## EXTRACT TO READ
****************************************

This year, the Vietnamese Ministry of Industry and Trade (MoIT) has set a goal to obtain export turnover growth of at least 15 per cent in the EU market compared to 2008. To fulfill the target, experts said, the country needs to boost exports to EU market.
EU-a promising market Recently, a conference on Vietnam-EU trade ties took place in Bruxelles, Belgium, attracting the participation of representatives from the European Commission and Vietnam. Fourteen Vietnamese commercial counselors in EU countries (including France, Belgium, the Netherlands, Austria, the UK, Italy, Spain, Poland, Hungary, Bungary Sweden, Republic of Czech and Romania) and several representatives from the local Ministry of Industry and Trade and the Ministry of Foreign Affairs also attended the event. At the meeting, the EU and EC introduced their current policies to boost trade ties with countries across the world, comprising of Vietnam.

****************************************

## PROVIDED MATERIAL

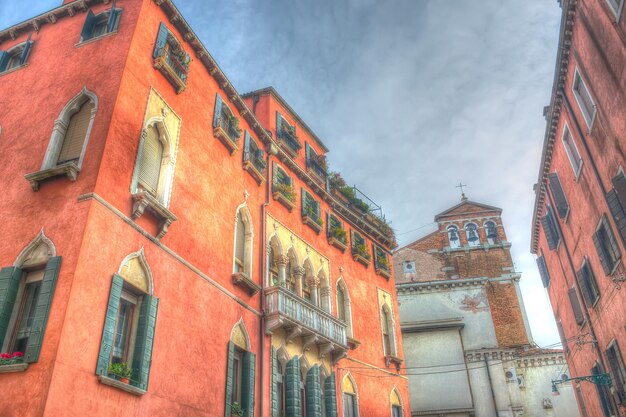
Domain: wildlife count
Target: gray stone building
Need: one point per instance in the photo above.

****************************************

## SHORT PROBLEM 1
Name every institution or governmental body mentioned in the passage on Vietnam-EU trade.
## SHORT PROBLEM 2
Answer from the passage on Vietnam-EU trade:
(a) What export turnover growth has the MoIT set as its goal for the EU market, compared to 2008?
(b) In what city did the conference on Vietnam-EU trade ties take place?
(c) How many Vietnamese commercial counselors in EU countries attended the event?

## EXPECTED OUTPUT 1
- Ministry of Industry and Trade (MoIT)
- European Commission (EC)
- Ministry of Foreign Affairs
- European Union (EU)

## EXPECTED OUTPUT 2
(a) At least 15 per cent.
(b) Bruxelles, Belgium.
(c) Fourteen.